PAGE TEXT>
Emergency Department Visits and Readmissions among Children after Gastrostomy Tube Placement

Adam B Goldin, Kurt F Heiss, Matt Hall, David H Rothstein, Peter C Minneci, Martin L Blakely, Marybeth Browne, Mehul V Raval, Samir S Shah, Shawn J Rangel, Charles L Snyder, Charles D Vinocur, Loren Berman, Jennifer N Cooper, Marjorie J Arca
Journal of Pediatrics 2016, 174: 139-145.e2
27079966

OBJECTIVES: To define the incidence of 30-day postdischarge emergency department (ED) visits and hospital readmissions following pediatric gastrostomy tube (GT) placement across all procedural services (Surgery, Interventional-Radiology, Gastroenterology) in 38 freestanding Children's Hospitals.

STUDY DESIGN: This retrospective cohort study evaluated patients <18 years of age discharged between 2010 and 2012 after GT placement. Factors significantly associated with ED revisits and hospital readmissions within 30 days of hospital discharge were identified using multivariable logistic regression. A subgroup analysis was performed comparing patients having the GT placed on the date of admission or later in the hospital course.

RESULTS: Of 15 642 identified patients, 8.6% had an ED visit within 30 days of hospital discharge, and 3.9% were readmitted through the ED with a GT-related issue. GT-related events associated with these visits included infection (27%), mechanical complication (22%), and replacement (19%). In multivariable analysis, Hispanic ethnicity, non-Hispanic black race, and the presence of ≥3 chronic conditions were independently associated with ED revisits; gastroesophageal reflux and not having a concomitant fundoplication at time of GT placement were independently associated with hospital readmission. Timing of GT placement (scheduled vs late) was not associated with either ED revisits or hospital readmission.

CONCLUSIONS: GT placement is associated with high rates of ED revisits and hospital readmissions in the first 30 days after hospital discharge. The association of nonmodifiable risk factors such as race/ethnicity and medical complexity is an initial step toward understanding this population so that interventions can be developed to decrease these potentially preventable occurrences given their importance among accountable care organizations.

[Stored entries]
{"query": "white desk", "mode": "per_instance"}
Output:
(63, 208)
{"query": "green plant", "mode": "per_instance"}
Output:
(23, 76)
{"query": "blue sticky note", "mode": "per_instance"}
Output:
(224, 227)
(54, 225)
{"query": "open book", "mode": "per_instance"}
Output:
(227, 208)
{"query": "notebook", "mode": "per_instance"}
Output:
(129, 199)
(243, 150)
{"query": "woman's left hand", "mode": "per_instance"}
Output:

TASK REQUIREMENTS>
**A)** Answer these questions using the gastrostomy tube abstract.
(i) How many freestanding children's hospitals did the study cover?
(ii) Between which years were the patients discharged?
(iii) What percentage of identified patients had an emergency department visit within 30 days of hospital discharge?
**B)** Reproduce the passage of the gastrostomy tube abstract starting at "STUDY DESIGN: This" and ending at "the hospital course.".

SOLUTIONS TO EACH TASK>
**A)**
(i) 38
(ii) 2010 and 2012
(iii) 8.6%

**B)**
STUDY DESIGN: This retrospective cohort study evaluated patients <18 years of age discharged between 2010 and 2012 after GT placement. Factors significantly associated with ED revisits and hospital readmissions within 30 days of hospital discharge were identified using multivariable logistic regression. A subgroup analysis was performed comparing patients having the GT placed on the date of admission or later in the hospital course.